### Excerpted records:
★ ★ ★ ★ ★ ★ ★

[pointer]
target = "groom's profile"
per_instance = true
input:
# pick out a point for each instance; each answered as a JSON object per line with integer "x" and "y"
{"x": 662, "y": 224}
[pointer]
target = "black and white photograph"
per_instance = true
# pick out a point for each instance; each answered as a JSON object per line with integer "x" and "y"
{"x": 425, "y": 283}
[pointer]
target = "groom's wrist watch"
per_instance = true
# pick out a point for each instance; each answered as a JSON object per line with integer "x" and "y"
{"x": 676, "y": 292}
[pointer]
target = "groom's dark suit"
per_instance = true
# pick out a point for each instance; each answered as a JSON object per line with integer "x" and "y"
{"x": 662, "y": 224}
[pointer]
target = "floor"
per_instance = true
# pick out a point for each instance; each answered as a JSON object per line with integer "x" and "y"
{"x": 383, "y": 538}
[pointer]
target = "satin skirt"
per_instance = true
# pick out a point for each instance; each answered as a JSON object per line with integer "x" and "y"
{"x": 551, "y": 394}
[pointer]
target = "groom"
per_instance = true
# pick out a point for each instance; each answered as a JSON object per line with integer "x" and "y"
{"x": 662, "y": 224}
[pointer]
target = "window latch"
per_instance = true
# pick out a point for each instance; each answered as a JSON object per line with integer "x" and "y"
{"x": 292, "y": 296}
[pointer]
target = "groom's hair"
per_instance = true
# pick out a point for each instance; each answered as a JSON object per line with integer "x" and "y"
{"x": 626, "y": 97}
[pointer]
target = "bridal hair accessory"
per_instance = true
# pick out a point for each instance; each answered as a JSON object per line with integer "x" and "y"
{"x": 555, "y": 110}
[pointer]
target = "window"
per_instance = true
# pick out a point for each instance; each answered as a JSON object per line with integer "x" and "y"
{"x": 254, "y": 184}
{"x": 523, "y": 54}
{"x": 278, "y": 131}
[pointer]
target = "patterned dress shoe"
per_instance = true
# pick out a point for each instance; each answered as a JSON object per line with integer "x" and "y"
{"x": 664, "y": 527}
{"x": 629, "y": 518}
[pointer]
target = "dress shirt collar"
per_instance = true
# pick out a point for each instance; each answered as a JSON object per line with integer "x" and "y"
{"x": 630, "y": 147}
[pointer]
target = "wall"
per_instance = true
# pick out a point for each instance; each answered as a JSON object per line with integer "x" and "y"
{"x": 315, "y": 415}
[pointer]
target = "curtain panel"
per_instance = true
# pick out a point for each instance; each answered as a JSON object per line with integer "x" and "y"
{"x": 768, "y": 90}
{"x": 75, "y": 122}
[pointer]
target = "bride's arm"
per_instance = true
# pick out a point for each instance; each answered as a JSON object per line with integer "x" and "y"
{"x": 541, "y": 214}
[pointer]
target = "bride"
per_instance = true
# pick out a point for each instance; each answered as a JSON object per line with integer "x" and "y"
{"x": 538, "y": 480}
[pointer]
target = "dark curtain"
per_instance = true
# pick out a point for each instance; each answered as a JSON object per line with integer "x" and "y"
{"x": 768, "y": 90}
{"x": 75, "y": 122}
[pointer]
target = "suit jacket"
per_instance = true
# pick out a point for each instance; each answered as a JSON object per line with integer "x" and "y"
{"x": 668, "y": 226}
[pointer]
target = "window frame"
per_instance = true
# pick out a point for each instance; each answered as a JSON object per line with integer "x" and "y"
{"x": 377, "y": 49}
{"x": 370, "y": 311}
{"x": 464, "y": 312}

★ ★ ★ ★ ★ ★ ★

### Your goal:
Write down all the entries again without a single difference.

### Response for this exercise:
[pointer]
target = "groom's profile"
per_instance = true
input:
# pick out a point for each instance; each answered as a JSON object per line with integer "x" and "y"
{"x": 662, "y": 224}
[pointer]
target = "black and white photograph"
per_instance = true
# pick out a point for each instance; each answered as a JSON object per line with integer "x" and "y"
{"x": 425, "y": 283}
[pointer]
target = "groom's wrist watch"
per_instance = true
# pick out a point for each instance; each answered as a JSON object per line with integer "x" and "y"
{"x": 676, "y": 292}
[pointer]
target = "groom's dark suit"
per_instance = true
# pick out a point for each instance; each answered as a JSON object per line with integer "x" and "y"
{"x": 662, "y": 224}
[pointer]
target = "floor"
per_instance = true
# pick out a point for each instance; each answered as a JSON object per line with integer "x" and "y"
{"x": 383, "y": 538}
[pointer]
target = "satin skirt"
per_instance = true
# pick out a point for each instance; each answered as a JSON object per line with integer "x" and "y"
{"x": 551, "y": 394}
[pointer]
target = "groom"
per_instance = true
# pick out a point for each instance; each answered as a JSON object per line with integer "x" and "y"
{"x": 662, "y": 224}
[pointer]
target = "window latch"
per_instance = true
# pick out a point for each instance; each answered as a JSON object per line with integer "x" and "y"
{"x": 292, "y": 296}
[pointer]
target = "groom's hair"
per_instance = true
# pick out a point for each instance; each answered as a JSON object per line with integer "x" and "y"
{"x": 626, "y": 97}
[pointer]
target = "bridal hair accessory"
per_instance = true
# pick out a point for each instance; each answered as a JSON object per line with integer "x" and "y"
{"x": 555, "y": 110}
[pointer]
target = "window"
per_instance = true
# pick out a point for each instance; each answered as a JSON object per line with integer "x" and "y"
{"x": 254, "y": 184}
{"x": 523, "y": 54}
{"x": 278, "y": 131}
[pointer]
target = "patterned dress shoe"
per_instance = true
# pick out a point for each instance; each answered as a JSON object per line with integer "x" and "y"
{"x": 664, "y": 527}
{"x": 629, "y": 518}
[pointer]
target = "dress shirt collar"
per_instance = true
# pick out a point for each instance; each answered as a JSON object per line with integer "x" and "y"
{"x": 630, "y": 147}
[pointer]
target = "wall"
per_instance = true
# pick out a point for each instance; each answered as a JSON object per line with integer "x" and "y"
{"x": 315, "y": 415}
[pointer]
target = "curtain panel"
per_instance = true
# pick out a point for each instance; each answered as a JSON object per line with integer "x" and "y"
{"x": 768, "y": 90}
{"x": 75, "y": 122}
[pointer]
target = "bride's arm"
per_instance = true
# pick out a point for each instance; each answered as a JSON object per line with integer "x" and "y"
{"x": 541, "y": 214}
[pointer]
target = "bride"
per_instance = true
# pick out a point for each instance; each answered as a JSON object per line with integer "x" and "y"
{"x": 538, "y": 480}
[pointer]
target = "dark curtain"
per_instance = true
# pick out a point for each instance; each answered as a JSON object per line with integer "x" and "y"
{"x": 768, "y": 90}
{"x": 75, "y": 122}
[pointer]
target = "suit jacket"
per_instance = true
# pick out a point for each instance; each answered as a JSON object per line with integer "x" and "y"
{"x": 668, "y": 226}
[pointer]
target = "window frame"
per_instance = true
# pick out a point for each instance; each answered as a JSON object per line with integer "x" and "y"
{"x": 377, "y": 49}
{"x": 370, "y": 311}
{"x": 464, "y": 312}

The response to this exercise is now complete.